Article
════
300 Hours, 8,500 kilometres & 700,000 hugs

Bharata Yatra 2004

28 March 2004 — Kolkata, West Bengal

When the brahmacharis finished unloading the buses and lorry holding all the sound-system and bookstall items this afternoon, there was a feeling of something coming to a close. It was the last unloading of the tour. Amma’s program in Kolkata tonight is the last of Bharata Yatra 2004.

Since 7 January, Amma and Her children have travelled throughout India—from cities in Kerala to Tamil Nadu to Karnataka, Andhra Pradesh, Maharashtra, Gujarat, Madhya Pradesh, Rajasthan, Uttar Pradesh and West Bengal. It’s been more than 8,500 kilometres and 300 hours on the bus, and—for Amma—more than 700,000 hugs.
════
Goal 1
Print the full account of Bharata Yatra 2004 word for word.
Goal 2
From the listing, output the lines from the one containing "Retail shelf audit in progress. Identify where the house" through the end of the listing, both ends included, unchanged. Omit any pictures.

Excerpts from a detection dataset
════
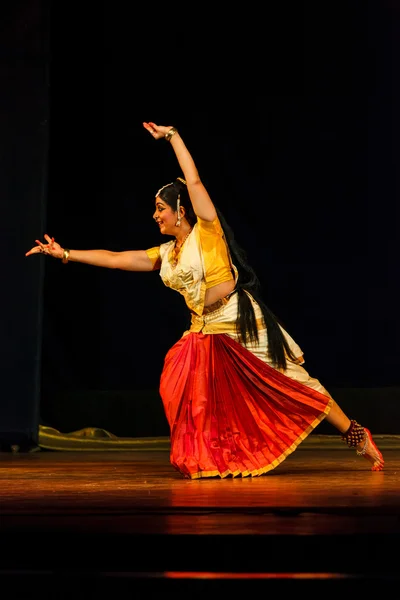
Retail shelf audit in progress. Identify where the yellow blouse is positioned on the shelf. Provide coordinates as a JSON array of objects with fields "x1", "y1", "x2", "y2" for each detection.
[{"x1": 146, "y1": 217, "x2": 237, "y2": 315}]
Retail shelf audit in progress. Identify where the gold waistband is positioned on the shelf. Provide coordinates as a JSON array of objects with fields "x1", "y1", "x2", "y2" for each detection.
[{"x1": 203, "y1": 290, "x2": 236, "y2": 315}]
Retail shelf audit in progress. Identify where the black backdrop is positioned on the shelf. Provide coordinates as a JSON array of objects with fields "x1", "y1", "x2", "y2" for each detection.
[{"x1": 3, "y1": 1, "x2": 400, "y2": 436}]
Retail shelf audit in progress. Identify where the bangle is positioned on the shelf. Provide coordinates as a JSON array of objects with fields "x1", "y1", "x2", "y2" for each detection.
[
  {"x1": 164, "y1": 127, "x2": 177, "y2": 142},
  {"x1": 61, "y1": 248, "x2": 70, "y2": 265}
]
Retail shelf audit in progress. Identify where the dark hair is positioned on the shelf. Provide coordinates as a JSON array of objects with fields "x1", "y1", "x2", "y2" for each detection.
[
  {"x1": 158, "y1": 179, "x2": 296, "y2": 369},
  {"x1": 158, "y1": 179, "x2": 197, "y2": 227},
  {"x1": 215, "y1": 207, "x2": 297, "y2": 369}
]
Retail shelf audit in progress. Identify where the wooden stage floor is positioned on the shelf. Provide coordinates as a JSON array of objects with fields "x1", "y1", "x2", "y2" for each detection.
[{"x1": 0, "y1": 436, "x2": 400, "y2": 598}]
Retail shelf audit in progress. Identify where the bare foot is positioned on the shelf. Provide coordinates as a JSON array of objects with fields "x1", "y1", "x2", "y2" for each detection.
[{"x1": 357, "y1": 427, "x2": 385, "y2": 471}]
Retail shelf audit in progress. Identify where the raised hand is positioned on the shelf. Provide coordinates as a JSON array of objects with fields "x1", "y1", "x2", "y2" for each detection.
[
  {"x1": 25, "y1": 233, "x2": 64, "y2": 258},
  {"x1": 143, "y1": 121, "x2": 172, "y2": 140}
]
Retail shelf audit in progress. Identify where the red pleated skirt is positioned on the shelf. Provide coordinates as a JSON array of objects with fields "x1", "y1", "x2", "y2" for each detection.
[{"x1": 160, "y1": 333, "x2": 332, "y2": 479}]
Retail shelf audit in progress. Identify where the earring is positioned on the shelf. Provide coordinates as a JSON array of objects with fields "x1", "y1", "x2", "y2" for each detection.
[{"x1": 175, "y1": 194, "x2": 181, "y2": 227}]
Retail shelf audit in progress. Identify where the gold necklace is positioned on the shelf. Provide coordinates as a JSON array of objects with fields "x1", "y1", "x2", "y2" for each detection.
[{"x1": 171, "y1": 227, "x2": 193, "y2": 267}]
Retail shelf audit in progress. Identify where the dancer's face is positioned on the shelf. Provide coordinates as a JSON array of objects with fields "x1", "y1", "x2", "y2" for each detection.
[{"x1": 153, "y1": 196, "x2": 177, "y2": 235}]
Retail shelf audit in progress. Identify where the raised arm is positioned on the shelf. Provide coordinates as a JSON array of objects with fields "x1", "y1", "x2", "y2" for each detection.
[
  {"x1": 25, "y1": 234, "x2": 153, "y2": 271},
  {"x1": 143, "y1": 121, "x2": 217, "y2": 221}
]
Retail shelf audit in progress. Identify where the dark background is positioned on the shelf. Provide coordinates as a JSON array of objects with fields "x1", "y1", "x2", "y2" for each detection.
[{"x1": 1, "y1": 1, "x2": 400, "y2": 437}]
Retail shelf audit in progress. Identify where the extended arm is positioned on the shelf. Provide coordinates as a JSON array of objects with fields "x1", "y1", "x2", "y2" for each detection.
[
  {"x1": 143, "y1": 122, "x2": 217, "y2": 221},
  {"x1": 25, "y1": 234, "x2": 153, "y2": 271}
]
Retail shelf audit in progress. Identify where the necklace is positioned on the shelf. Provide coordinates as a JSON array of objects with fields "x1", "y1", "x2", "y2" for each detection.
[{"x1": 171, "y1": 227, "x2": 193, "y2": 267}]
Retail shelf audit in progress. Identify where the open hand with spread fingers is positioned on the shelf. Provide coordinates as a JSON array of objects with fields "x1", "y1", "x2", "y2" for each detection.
[
  {"x1": 25, "y1": 233, "x2": 64, "y2": 259},
  {"x1": 143, "y1": 121, "x2": 177, "y2": 141}
]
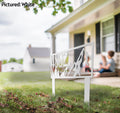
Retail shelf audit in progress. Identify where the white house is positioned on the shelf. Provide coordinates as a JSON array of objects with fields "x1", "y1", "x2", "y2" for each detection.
[
  {"x1": 23, "y1": 46, "x2": 50, "y2": 72},
  {"x1": 46, "y1": 0, "x2": 120, "y2": 75},
  {"x1": 2, "y1": 62, "x2": 23, "y2": 72}
]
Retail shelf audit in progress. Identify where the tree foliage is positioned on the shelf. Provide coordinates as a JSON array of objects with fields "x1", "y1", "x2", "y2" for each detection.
[
  {"x1": 0, "y1": 0, "x2": 73, "y2": 16},
  {"x1": 2, "y1": 58, "x2": 23, "y2": 64},
  {"x1": 2, "y1": 60, "x2": 7, "y2": 64},
  {"x1": 32, "y1": 0, "x2": 73, "y2": 15}
]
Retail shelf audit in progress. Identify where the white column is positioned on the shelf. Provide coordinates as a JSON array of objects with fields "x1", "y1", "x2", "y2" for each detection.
[
  {"x1": 52, "y1": 34, "x2": 56, "y2": 53},
  {"x1": 84, "y1": 77, "x2": 91, "y2": 103},
  {"x1": 52, "y1": 77, "x2": 55, "y2": 96}
]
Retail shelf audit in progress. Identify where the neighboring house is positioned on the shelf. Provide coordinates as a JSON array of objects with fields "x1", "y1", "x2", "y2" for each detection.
[
  {"x1": 23, "y1": 46, "x2": 50, "y2": 72},
  {"x1": 46, "y1": 0, "x2": 120, "y2": 68},
  {"x1": 2, "y1": 62, "x2": 23, "y2": 72}
]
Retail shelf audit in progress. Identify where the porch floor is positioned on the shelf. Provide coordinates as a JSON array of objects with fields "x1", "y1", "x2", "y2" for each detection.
[{"x1": 75, "y1": 77, "x2": 120, "y2": 88}]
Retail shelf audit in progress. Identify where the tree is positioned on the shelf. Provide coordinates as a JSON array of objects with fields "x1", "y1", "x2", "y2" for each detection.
[
  {"x1": 2, "y1": 60, "x2": 7, "y2": 64},
  {"x1": 16, "y1": 59, "x2": 23, "y2": 64},
  {"x1": 0, "y1": 0, "x2": 73, "y2": 16},
  {"x1": 8, "y1": 58, "x2": 17, "y2": 63}
]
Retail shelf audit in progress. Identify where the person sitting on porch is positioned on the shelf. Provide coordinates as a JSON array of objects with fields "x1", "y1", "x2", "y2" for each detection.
[{"x1": 94, "y1": 51, "x2": 115, "y2": 78}]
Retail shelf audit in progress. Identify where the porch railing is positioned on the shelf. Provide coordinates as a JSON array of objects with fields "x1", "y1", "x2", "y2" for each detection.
[{"x1": 51, "y1": 43, "x2": 94, "y2": 102}]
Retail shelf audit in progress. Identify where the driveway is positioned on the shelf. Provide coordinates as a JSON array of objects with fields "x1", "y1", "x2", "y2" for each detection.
[{"x1": 75, "y1": 77, "x2": 120, "y2": 88}]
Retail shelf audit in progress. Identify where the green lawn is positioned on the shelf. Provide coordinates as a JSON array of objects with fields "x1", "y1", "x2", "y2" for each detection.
[{"x1": 0, "y1": 72, "x2": 120, "y2": 113}]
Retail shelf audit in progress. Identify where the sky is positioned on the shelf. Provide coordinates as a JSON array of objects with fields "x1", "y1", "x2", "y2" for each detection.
[{"x1": 0, "y1": 0, "x2": 69, "y2": 60}]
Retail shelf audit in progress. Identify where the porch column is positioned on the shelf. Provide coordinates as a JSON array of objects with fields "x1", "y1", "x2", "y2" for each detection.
[{"x1": 52, "y1": 34, "x2": 56, "y2": 53}]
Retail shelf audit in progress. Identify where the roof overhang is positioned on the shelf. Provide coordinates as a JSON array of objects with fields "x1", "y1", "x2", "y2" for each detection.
[{"x1": 46, "y1": 0, "x2": 120, "y2": 34}]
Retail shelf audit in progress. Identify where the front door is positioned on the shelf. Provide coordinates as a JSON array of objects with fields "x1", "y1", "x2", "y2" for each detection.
[{"x1": 74, "y1": 33, "x2": 85, "y2": 62}]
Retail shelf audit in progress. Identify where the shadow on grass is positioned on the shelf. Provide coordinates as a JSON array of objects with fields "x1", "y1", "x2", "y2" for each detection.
[{"x1": 0, "y1": 72, "x2": 50, "y2": 82}]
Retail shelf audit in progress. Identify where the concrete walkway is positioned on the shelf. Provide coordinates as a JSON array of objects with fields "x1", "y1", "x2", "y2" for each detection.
[{"x1": 75, "y1": 77, "x2": 120, "y2": 88}]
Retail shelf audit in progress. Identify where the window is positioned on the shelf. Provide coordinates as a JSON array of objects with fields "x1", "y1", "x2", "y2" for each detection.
[
  {"x1": 102, "y1": 18, "x2": 115, "y2": 52},
  {"x1": 80, "y1": 0, "x2": 88, "y2": 5},
  {"x1": 33, "y1": 58, "x2": 35, "y2": 64}
]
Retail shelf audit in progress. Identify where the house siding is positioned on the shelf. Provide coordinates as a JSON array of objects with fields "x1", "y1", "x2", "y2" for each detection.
[{"x1": 69, "y1": 18, "x2": 120, "y2": 69}]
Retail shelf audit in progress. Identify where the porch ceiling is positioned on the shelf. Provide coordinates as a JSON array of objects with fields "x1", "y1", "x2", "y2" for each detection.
[{"x1": 46, "y1": 0, "x2": 120, "y2": 34}]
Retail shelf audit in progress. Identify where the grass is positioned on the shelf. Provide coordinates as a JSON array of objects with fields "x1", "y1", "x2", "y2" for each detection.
[{"x1": 0, "y1": 72, "x2": 120, "y2": 113}]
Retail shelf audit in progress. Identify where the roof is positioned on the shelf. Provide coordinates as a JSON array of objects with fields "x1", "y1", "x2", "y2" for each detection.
[
  {"x1": 27, "y1": 47, "x2": 50, "y2": 57},
  {"x1": 46, "y1": 0, "x2": 115, "y2": 34}
]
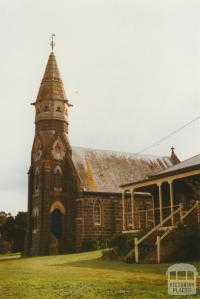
════
Complete response 1
300 Hours, 8,500 kilometres & 700,000 hugs

Bharata Yatra 2004

28 March 2004 — Kolkata, West Bengal

When the brahmacharis finished unloading the buses and lorry holding all the sound-system and bookstall items this afternoon, there was a feeling of something coming to a close. It was the last unloading of the tour. Amma’s program in Kolkata tonight is the last of Bharata Yatra 2004.

Since 7 January, Amma and Her children have travelled throughout India—from cities in Kerala to Tamil Nadu to Karnataka, Andhra Pradesh, Maharashtra, Gujarat, Madhya Pradesh, Rajasthan, Uttar Pradesh and West Bengal. It’s been more than 8,500 kilometres and 300 hours on the bus, and—for Amma—more than 700,000 hugs.

Complete response 2
Retail shelf audit in progress. Identify where the house siding is positioned on the shelf. Provide coordinates as a JSON array of objects with fields "x1", "y1", "x2", "y2" for each detection.
[{"x1": 69, "y1": 18, "x2": 120, "y2": 69}]
Retail shelf audit in progress. Identify where the porch ceiling is positioned on the shelf. Provide coordinates as a JSON array of objects with fields "x1", "y1", "x2", "y2" for each detection.
[{"x1": 46, "y1": 0, "x2": 120, "y2": 34}]
Retail shelf audit in progress. Identify where the grass is positioned on the shelf. Provide coordinates as a JSON array of objects with fields "x1", "y1", "x2", "y2" for each detection.
[{"x1": 0, "y1": 72, "x2": 120, "y2": 113}]
Retail shelf audit in progress. Identify where the roof is positioned on the shelf. Provide coordinates as a JSON array of objects with fields "x1", "y1", "x2", "y2" for each detection.
[
  {"x1": 27, "y1": 47, "x2": 50, "y2": 57},
  {"x1": 46, "y1": 0, "x2": 115, "y2": 34}
]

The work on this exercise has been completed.